● TASK INSTRUCTIONS: When a line in the records contains the string "water", copy that line.

Point-per-instance localization data:
Start of Block
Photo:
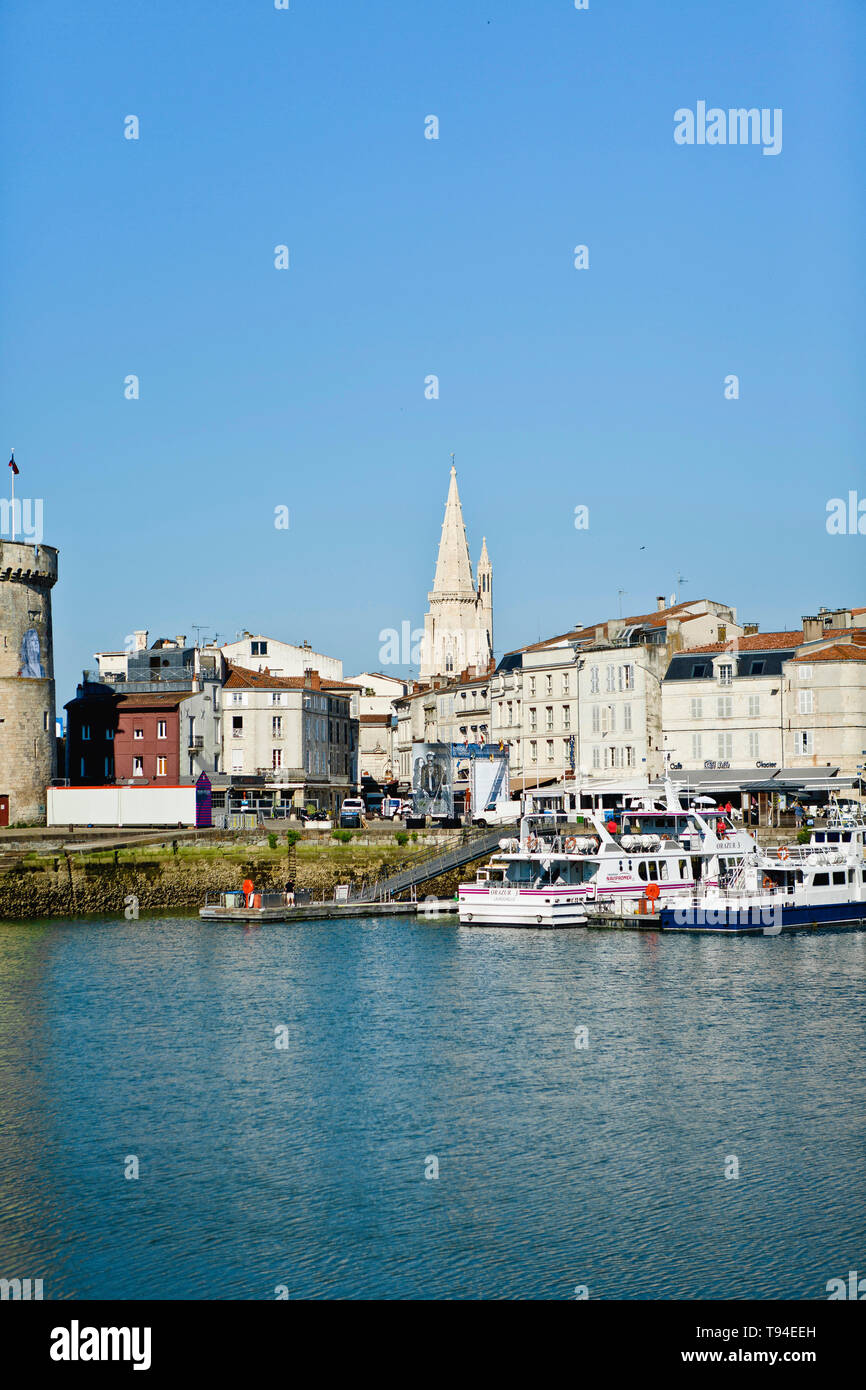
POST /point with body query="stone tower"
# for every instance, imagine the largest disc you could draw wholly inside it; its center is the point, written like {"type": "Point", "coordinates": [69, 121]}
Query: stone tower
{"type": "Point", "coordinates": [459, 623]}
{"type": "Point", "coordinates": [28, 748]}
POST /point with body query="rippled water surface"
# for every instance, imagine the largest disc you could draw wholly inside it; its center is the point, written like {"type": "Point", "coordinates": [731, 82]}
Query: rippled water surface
End of Block
Start of Block
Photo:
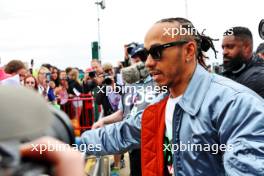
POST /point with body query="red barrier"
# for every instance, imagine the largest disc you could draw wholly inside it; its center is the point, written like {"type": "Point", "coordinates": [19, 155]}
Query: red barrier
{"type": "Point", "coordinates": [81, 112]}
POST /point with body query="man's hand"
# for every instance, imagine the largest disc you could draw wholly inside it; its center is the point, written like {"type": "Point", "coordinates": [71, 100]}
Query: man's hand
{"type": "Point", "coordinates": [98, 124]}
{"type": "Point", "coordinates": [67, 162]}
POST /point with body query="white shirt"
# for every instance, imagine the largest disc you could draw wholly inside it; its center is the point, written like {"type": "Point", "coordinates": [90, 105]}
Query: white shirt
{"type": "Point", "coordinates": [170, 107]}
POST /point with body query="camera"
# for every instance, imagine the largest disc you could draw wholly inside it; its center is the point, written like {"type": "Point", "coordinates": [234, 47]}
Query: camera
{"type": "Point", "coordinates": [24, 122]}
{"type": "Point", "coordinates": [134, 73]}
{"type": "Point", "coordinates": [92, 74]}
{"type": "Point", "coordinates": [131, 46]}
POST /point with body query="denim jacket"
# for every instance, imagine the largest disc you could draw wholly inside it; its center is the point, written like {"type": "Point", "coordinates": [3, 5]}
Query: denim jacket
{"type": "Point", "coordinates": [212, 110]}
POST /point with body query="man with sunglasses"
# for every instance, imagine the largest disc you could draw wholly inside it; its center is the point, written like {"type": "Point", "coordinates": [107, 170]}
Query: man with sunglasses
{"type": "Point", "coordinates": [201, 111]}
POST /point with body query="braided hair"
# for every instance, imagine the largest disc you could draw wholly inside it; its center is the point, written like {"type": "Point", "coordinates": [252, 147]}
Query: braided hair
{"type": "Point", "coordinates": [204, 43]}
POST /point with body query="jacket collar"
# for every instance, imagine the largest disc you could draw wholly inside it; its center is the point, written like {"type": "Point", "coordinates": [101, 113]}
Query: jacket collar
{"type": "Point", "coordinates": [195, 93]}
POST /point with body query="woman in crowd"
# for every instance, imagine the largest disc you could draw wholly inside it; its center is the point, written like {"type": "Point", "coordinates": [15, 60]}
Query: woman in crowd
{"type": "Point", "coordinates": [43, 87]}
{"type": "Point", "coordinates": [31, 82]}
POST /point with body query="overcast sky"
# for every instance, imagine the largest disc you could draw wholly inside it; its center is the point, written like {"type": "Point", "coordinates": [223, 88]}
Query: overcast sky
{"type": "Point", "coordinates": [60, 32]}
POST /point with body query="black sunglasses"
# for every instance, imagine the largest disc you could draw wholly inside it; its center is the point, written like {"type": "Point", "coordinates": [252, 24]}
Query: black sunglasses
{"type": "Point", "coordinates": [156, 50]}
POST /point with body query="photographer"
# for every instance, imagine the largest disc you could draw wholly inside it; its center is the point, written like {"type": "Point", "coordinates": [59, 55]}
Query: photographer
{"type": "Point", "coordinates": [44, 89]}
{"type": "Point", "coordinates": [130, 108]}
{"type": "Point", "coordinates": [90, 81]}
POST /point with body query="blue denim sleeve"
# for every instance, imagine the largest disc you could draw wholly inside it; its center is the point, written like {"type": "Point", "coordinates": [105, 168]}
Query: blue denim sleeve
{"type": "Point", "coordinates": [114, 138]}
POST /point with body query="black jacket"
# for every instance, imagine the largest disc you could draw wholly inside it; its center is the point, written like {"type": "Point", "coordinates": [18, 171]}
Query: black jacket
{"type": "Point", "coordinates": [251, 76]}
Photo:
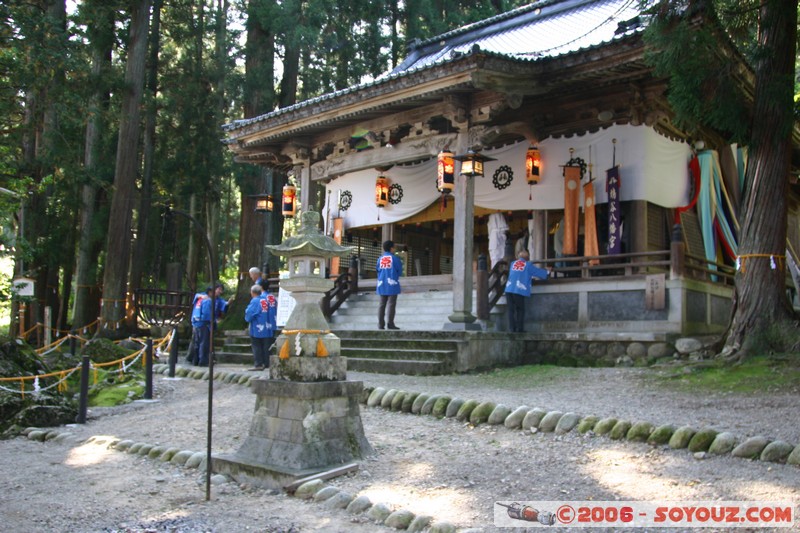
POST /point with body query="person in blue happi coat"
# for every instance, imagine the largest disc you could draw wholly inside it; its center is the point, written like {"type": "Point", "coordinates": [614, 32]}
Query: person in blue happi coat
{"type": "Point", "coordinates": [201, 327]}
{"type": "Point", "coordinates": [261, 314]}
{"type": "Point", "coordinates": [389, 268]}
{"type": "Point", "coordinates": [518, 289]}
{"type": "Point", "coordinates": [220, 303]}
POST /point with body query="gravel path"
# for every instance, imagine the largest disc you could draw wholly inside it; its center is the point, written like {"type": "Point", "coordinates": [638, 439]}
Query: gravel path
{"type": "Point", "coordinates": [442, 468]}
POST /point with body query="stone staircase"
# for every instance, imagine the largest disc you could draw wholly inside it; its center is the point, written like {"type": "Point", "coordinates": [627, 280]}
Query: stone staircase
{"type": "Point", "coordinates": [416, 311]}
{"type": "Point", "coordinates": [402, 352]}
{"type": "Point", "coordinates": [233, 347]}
End of Block
● RESULT BELOW:
POST /point with body query="rippled water surface"
Query: rippled water surface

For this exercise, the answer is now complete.